>> Start QUOTED TEXT

Not only had the sciences eliminated divine causality, so had theology! In 1846 the entirely secularist The Life of Jesus Critically Examined was translated from German into English by the novelist George Eliot (aka Marian Evans). Eliot enjoyed a close friendship with Herbert Spencer; together they edited the Westminster Review. They were part of an intellectual circle that included Thomas Huxley, George Lewes, J.S. Mill, H.G. Atkinson, and Harriet Martineau. Martineau, who translated Auguste Comte’s Positive Philosophy, published in 1851 Letters on the Laws of Man's Nature and Development, which projected humanist unbelief as the end point of millennia of cultural improvement. Carroll, whose speciality is the literature of this period, particularly the writings of George Eliot, presumably knows all of this. Yet he utters not a word about it! Why not? Perhaps because these facts reverse the relation between Darwin and his public that Carroll extols: far from being the mighty innovator who transforms English thought (‘revolution’), he reiterates and magnifies the then aspiring progressive culture. That culture seized on the Origin and magnified it because the weight of Darwin’s high social status brought with it the promise of the triumph of progressivism (the real meaning of the ‘Darwinian revolution’). Indeed, one of the first reviews of Origin hailed it as ‘the Whitworth gun of liberalism’, a clear salute to the political dimension of the evolution belief. The author of the review was Thomas Huxley.

Carroll apparently doesn’t see that a Darwinian analysis of literature needs to be complemented by a literary analysis of Darwinism.

>> End QUOTED TEXT
>> Start GIVEN ENTRIES

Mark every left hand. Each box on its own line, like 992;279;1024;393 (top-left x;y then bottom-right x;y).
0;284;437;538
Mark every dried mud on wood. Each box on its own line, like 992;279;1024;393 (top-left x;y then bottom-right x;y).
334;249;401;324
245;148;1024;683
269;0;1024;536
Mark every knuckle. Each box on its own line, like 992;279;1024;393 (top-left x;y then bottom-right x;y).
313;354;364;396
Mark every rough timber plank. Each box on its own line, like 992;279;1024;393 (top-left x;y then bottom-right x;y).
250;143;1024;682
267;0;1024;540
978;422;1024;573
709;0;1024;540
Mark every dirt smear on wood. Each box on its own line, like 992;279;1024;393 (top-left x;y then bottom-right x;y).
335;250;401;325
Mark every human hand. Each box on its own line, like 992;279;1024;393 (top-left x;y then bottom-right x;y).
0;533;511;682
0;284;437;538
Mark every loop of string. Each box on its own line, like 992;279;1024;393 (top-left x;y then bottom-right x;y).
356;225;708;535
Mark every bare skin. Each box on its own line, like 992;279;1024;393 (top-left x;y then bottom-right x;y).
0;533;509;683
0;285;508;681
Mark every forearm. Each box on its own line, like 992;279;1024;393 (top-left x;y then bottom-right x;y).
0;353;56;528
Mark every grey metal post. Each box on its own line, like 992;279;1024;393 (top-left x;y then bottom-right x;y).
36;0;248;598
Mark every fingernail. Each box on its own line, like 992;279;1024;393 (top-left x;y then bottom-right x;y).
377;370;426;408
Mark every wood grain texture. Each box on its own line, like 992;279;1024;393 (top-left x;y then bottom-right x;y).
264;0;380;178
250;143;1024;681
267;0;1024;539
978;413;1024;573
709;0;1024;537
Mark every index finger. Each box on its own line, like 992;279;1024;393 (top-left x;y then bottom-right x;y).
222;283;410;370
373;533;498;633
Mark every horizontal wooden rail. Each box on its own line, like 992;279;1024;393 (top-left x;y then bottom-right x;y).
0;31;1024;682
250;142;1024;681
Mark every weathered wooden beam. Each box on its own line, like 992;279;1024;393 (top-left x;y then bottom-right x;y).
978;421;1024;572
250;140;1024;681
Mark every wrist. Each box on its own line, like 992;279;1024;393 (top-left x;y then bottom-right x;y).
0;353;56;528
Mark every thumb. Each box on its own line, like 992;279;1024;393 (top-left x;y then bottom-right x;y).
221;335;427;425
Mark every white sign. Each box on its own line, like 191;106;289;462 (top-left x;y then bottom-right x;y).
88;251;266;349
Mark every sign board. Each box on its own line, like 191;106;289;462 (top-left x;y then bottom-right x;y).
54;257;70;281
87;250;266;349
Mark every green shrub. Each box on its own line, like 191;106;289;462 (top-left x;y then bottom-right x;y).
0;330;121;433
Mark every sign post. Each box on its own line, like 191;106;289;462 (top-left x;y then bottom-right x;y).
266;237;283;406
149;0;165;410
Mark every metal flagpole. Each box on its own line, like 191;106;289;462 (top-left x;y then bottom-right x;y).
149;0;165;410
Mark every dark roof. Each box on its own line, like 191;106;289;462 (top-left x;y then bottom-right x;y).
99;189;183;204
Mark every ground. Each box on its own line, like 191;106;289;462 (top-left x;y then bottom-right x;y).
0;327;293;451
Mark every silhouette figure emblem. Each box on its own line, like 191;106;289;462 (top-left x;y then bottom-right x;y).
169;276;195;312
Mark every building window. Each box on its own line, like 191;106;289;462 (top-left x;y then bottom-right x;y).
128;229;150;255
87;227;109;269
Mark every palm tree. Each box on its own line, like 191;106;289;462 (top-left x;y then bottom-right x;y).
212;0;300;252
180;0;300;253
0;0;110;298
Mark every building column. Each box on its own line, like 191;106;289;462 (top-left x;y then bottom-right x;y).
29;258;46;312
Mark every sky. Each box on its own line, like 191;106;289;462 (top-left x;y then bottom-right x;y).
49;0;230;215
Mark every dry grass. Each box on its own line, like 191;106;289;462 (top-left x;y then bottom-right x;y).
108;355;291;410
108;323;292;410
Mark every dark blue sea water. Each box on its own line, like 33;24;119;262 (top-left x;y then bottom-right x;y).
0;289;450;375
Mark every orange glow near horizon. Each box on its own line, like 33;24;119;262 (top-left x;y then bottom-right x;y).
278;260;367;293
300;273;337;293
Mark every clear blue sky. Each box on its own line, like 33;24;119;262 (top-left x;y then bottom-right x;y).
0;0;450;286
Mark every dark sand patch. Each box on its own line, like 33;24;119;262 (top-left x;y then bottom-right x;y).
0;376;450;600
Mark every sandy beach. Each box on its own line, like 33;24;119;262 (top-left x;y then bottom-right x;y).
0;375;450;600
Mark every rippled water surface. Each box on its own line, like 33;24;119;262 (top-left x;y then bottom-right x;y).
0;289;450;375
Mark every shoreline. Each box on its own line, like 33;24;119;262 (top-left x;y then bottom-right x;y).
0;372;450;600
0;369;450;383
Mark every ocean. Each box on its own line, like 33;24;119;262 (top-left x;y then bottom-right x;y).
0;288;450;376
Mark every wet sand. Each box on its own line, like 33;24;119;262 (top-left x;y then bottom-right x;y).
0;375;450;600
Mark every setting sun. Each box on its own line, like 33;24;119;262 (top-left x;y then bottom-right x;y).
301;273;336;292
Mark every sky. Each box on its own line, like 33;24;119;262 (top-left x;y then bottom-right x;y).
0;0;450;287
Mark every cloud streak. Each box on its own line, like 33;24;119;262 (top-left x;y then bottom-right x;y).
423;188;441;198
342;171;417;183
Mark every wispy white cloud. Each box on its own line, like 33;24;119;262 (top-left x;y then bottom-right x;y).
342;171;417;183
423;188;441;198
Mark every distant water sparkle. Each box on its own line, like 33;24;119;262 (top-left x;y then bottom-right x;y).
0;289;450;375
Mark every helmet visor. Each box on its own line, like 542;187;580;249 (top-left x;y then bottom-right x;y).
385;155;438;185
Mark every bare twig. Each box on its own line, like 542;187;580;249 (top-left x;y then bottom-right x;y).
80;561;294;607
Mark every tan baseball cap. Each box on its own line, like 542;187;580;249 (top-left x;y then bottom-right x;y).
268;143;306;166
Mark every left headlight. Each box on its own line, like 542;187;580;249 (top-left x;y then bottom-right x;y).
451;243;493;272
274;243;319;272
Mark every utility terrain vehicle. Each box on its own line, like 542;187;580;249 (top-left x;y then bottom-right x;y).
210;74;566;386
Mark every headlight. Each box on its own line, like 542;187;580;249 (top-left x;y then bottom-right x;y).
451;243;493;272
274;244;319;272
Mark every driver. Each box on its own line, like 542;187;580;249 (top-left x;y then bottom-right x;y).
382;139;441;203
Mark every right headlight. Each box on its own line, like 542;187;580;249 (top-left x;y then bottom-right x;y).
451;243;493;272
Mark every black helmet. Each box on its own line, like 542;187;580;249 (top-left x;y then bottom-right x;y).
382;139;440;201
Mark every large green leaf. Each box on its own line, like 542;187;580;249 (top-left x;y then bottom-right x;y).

>> End GIVEN ENTRIES

● GIVEN TASK 1:
In the passage on Darwin and his public, who wrote the review that called the Origin "the Whitworth gun of liberalism"?
● GIVEN TASK 2:
Output the records from the line with "Mark every silhouette" to the line with "0;288;450;376", both included, as a two-column CSV with columns "request" and "boxes". Each record gets one row, and each field is quoted with its line breaks replaced by spaces.

● FULL ANSWER 1:
Thomas Huxley wrote that review.

● FULL ANSWER 2:
request,boxes
"Mark every silhouette figure emblem. Each box on its own line, like 191;106;289;462 (top-left x;y then bottom-right x;y).","169;276;195;312"
"Mark every building window. Each box on its own line, like 191;106;289;462 (top-left x;y then bottom-right x;y).","128;229;150;255 87;227;109;269"
"Mark every palm tree. Each box on its own line, like 191;106;289;462 (top-left x;y then bottom-right x;y).","212;0;300;252 180;0;300;253 0;0;110;298"
"Mark every building column. Each box on its own line, like 191;106;289;462 (top-left x;y then bottom-right x;y).","29;258;46;312"
"Mark every sky. Each box on its own line, like 191;106;289;462 (top-left x;y then bottom-right x;y).","49;0;230;215"
"Mark every dry grass. Each box on its own line, like 191;106;289;462 (top-left x;y then bottom-right x;y).","108;355;291;410 108;323;292;410"
"Mark every dark blue sea water. Each box on its own line, like 33;24;119;262 (top-left x;y then bottom-right x;y).","0;289;450;375"
"Mark every orange glow near horizon. Each box on its own line, like 33;24;119;262 (top-left x;y then bottom-right x;y).","278;260;367;293 300;273;337;293"
"Mark every clear blue sky. Each box on its own line, like 33;24;119;262 (top-left x;y then bottom-right x;y).","0;0;450;286"
"Mark every dark sand patch. Each box on its own line, like 33;24;119;262 (top-left x;y then bottom-right x;y).","0;376;450;600"
"Mark every sandy beach. Each box on its own line, like 33;24;119;262 (top-left x;y then bottom-right x;y).","0;375;450;600"
"Mark every rippled water surface. Each box on its own line, like 33;24;119;262 (top-left x;y then bottom-right x;y).","0;289;450;375"
"Mark every shoreline. Each box on its own line, like 33;24;119;262 (top-left x;y then bottom-right x;y).","0;372;450;600 0;369;450;383"
"Mark every ocean. Each box on its own line, like 33;24;119;262 (top-left x;y then bottom-right x;y).","0;288;450;376"